* ASSIGNMENT: Leave the images aside and output every entry exactly.

(Data excerpts)
- Opening Delimiter -

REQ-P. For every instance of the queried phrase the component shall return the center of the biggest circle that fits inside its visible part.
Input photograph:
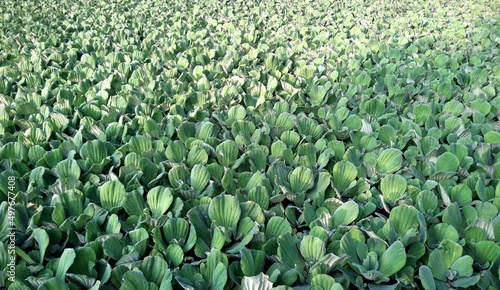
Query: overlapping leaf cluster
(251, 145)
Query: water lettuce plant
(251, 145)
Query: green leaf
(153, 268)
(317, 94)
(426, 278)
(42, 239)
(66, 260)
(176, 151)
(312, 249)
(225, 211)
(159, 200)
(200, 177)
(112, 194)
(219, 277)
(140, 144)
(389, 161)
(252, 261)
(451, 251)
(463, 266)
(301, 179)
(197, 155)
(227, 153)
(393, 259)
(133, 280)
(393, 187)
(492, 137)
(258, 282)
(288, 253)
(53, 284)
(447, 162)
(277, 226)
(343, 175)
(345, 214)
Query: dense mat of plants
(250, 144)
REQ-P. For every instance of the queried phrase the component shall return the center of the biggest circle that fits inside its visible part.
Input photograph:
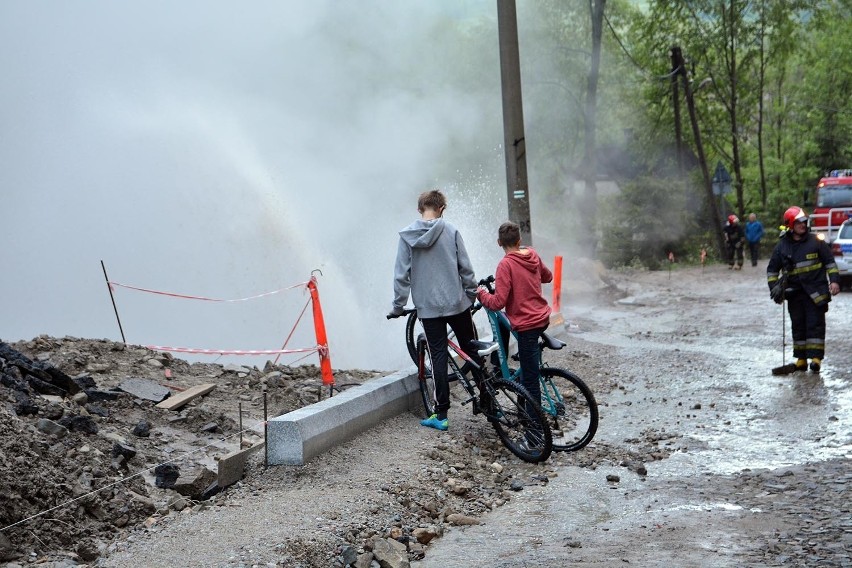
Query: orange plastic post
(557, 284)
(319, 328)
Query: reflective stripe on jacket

- Closing Delimiter -

* YOUR RESPONSE:
REQ-P. For every instance of the queried phrase the component shall return the center of the biggest circle that fits inside its visible part.
Input photograph:
Query: overlapping leaf cluster
(251, 145)
Query: water lettuce plant
(251, 145)
Query: green leaf
(153, 268)
(317, 94)
(426, 278)
(42, 239)
(66, 260)
(176, 151)
(312, 249)
(225, 211)
(159, 200)
(200, 177)
(112, 194)
(219, 277)
(140, 144)
(389, 161)
(252, 261)
(451, 251)
(463, 266)
(301, 179)
(197, 155)
(227, 153)
(393, 259)
(133, 280)
(393, 187)
(492, 137)
(258, 282)
(288, 253)
(53, 284)
(447, 162)
(277, 226)
(343, 175)
(345, 214)
Query: dense mat of plants
(250, 144)
REQ-P. For every instance of the queried phrase the component shall return the center of the biggest circle that fits inside its visible part.
Input photograph:
Query: orange plastic post
(557, 284)
(319, 328)
Query: reflective stripe on jacket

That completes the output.